Work request: Please copy each line below that contains the string "instance".

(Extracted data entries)
※

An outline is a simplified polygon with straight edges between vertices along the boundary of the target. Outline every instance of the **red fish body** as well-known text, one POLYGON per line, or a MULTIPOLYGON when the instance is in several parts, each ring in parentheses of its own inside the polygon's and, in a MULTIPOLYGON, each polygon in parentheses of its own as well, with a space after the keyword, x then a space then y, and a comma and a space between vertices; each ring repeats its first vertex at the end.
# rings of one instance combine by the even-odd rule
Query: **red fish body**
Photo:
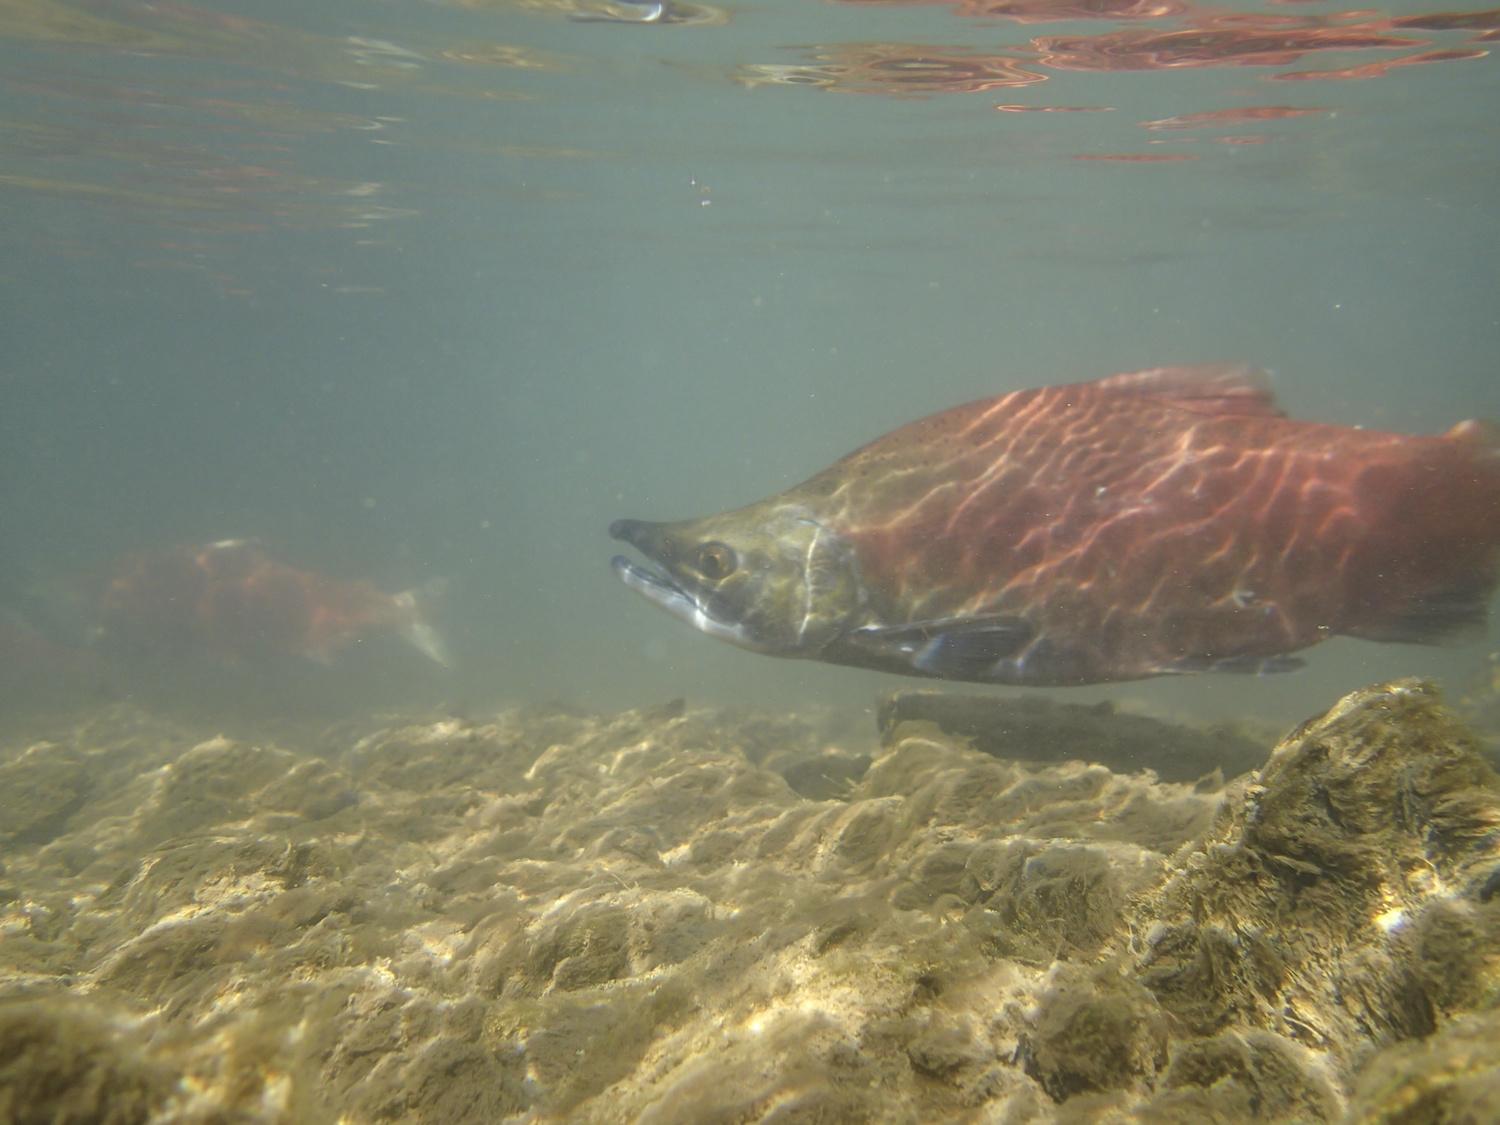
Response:
POLYGON ((1253 373, 1167 368, 956 407, 758 505, 615 533, 665 572, 620 560, 627 583, 764 651, 1043 685, 1276 670, 1333 635, 1484 620, 1500 441, 1293 421, 1253 373), (791 644, 729 620, 776 553, 743 529, 777 519, 817 563, 779 596, 791 644))
POLYGON ((100 634, 116 653, 266 664, 331 659, 362 637, 396 632, 440 664, 441 641, 414 592, 387 594, 271 558, 231 539, 128 560, 99 599, 100 634))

※

Completed exercise:
An outline is a simplified polygon with straight edges between vertices along the boundary of the target. Outline every instance of the **red fish body** as well-known text, one POLYGON per line, or a MULTIPOLYGON when the instance is in several parts, each ring in parentheses of its own inside the polygon's and, in a MULTIPOLYGON, each polygon in parentheses of its own as well, with a space after the keyword, x then a space then y, and a comma and a space between vertices; each ring repeats its first vertex at the end.
# rings of one instance combine by the even-odd rule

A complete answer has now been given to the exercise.